> _What the task asks_: Reproduce every line of the records below without changing a single character.
<<<<
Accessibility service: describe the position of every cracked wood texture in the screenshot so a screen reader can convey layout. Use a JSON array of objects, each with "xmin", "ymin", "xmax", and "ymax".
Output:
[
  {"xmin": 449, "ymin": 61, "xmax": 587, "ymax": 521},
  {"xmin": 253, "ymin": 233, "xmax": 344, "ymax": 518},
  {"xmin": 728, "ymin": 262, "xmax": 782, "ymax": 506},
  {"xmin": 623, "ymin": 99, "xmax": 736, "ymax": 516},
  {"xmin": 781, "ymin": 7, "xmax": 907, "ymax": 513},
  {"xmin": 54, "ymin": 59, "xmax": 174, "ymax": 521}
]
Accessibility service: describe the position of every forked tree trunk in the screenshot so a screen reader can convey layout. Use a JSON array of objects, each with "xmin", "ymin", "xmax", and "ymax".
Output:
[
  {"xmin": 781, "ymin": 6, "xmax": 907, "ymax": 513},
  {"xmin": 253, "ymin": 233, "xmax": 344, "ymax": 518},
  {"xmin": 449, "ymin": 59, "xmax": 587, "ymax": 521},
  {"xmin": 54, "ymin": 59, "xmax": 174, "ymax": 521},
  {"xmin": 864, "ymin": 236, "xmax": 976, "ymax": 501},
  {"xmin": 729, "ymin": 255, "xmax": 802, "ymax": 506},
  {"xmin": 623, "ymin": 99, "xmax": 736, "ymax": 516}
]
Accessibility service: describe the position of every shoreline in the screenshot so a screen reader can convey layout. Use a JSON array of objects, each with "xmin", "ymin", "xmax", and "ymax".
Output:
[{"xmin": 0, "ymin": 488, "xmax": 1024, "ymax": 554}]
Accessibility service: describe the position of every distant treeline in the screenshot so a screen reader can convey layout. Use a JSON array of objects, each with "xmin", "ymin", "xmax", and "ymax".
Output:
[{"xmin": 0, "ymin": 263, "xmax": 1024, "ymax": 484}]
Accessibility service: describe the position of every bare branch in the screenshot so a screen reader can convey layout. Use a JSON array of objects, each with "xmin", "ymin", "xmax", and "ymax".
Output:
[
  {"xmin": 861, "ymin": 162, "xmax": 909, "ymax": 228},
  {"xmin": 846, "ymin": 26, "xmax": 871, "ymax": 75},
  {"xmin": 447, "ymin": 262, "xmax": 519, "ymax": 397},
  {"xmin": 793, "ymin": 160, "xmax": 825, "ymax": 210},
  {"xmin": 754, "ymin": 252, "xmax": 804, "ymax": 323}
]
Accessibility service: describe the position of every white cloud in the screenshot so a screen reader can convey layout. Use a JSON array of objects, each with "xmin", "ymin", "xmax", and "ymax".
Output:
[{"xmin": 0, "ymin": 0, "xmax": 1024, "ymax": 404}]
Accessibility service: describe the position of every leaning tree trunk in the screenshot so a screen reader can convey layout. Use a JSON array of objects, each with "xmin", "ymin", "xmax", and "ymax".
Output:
>>>>
> _Solution to the problem_:
Accessibility service: describe the position of every cracked wood texture in the screenshot so a screen reader can convey layout. Use a JSON array of objects, each with "xmin", "ymin", "xmax", and "ymax".
Output:
[
  {"xmin": 449, "ymin": 61, "xmax": 587, "ymax": 521},
  {"xmin": 253, "ymin": 233, "xmax": 344, "ymax": 518},
  {"xmin": 728, "ymin": 262, "xmax": 782, "ymax": 506},
  {"xmin": 623, "ymin": 99, "xmax": 736, "ymax": 516},
  {"xmin": 781, "ymin": 7, "xmax": 907, "ymax": 513},
  {"xmin": 54, "ymin": 59, "xmax": 174, "ymax": 521}
]
Accessibility service: describe the position of every forked tree trunk in the screenshot so a screen reader can convey layout. Use a JSON array of objects, each with "xmin", "ymin", "xmax", and "ymax".
Output:
[
  {"xmin": 781, "ymin": 6, "xmax": 907, "ymax": 513},
  {"xmin": 253, "ymin": 233, "xmax": 344, "ymax": 518},
  {"xmin": 449, "ymin": 59, "xmax": 587, "ymax": 521},
  {"xmin": 54, "ymin": 59, "xmax": 174, "ymax": 521},
  {"xmin": 864, "ymin": 236, "xmax": 976, "ymax": 501},
  {"xmin": 729, "ymin": 255, "xmax": 802, "ymax": 506},
  {"xmin": 623, "ymin": 99, "xmax": 736, "ymax": 516}
]
Accessibility service: describe the position of every shoreline in the screenshot so a screen reader can convey layout. Use a JSON array of objects, each with "xmin", "ymin", "xmax", and "ymax".
Output:
[{"xmin": 0, "ymin": 488, "xmax": 1024, "ymax": 554}]
Accessibility service: describe the position of every distant treeline in the screenshot so a screen reader can convey layout. Use a JSON array of objects, each with "xmin", "ymin", "xmax", and "ymax".
Output:
[{"xmin": 0, "ymin": 263, "xmax": 1024, "ymax": 484}]
Accessibility service: describe the position of every bare branch in the screenshot so a screen reader can convey layout. Use a JSON array of objects, each with "xmin", "ymin", "xmax", and "ymax".
Output:
[
  {"xmin": 861, "ymin": 162, "xmax": 909, "ymax": 228},
  {"xmin": 846, "ymin": 26, "xmax": 871, "ymax": 75},
  {"xmin": 447, "ymin": 262, "xmax": 519, "ymax": 397},
  {"xmin": 793, "ymin": 160, "xmax": 825, "ymax": 210},
  {"xmin": 754, "ymin": 252, "xmax": 804, "ymax": 323}
]
Accessibility service: describe the position of every white cloud in the screenshot so a screen reader can convey layout. Use a JSON array of objects, each with "xmin", "ymin", "xmax", and "ymax".
Output:
[{"xmin": 0, "ymin": 0, "xmax": 1024, "ymax": 404}]
Accessibility service: describe the position of every leaning tree trunk in the screenshot so a screen reader can convey layout. Use a JSON array of objects, each with "xmin", "ymin", "xmax", and "ymax".
Output:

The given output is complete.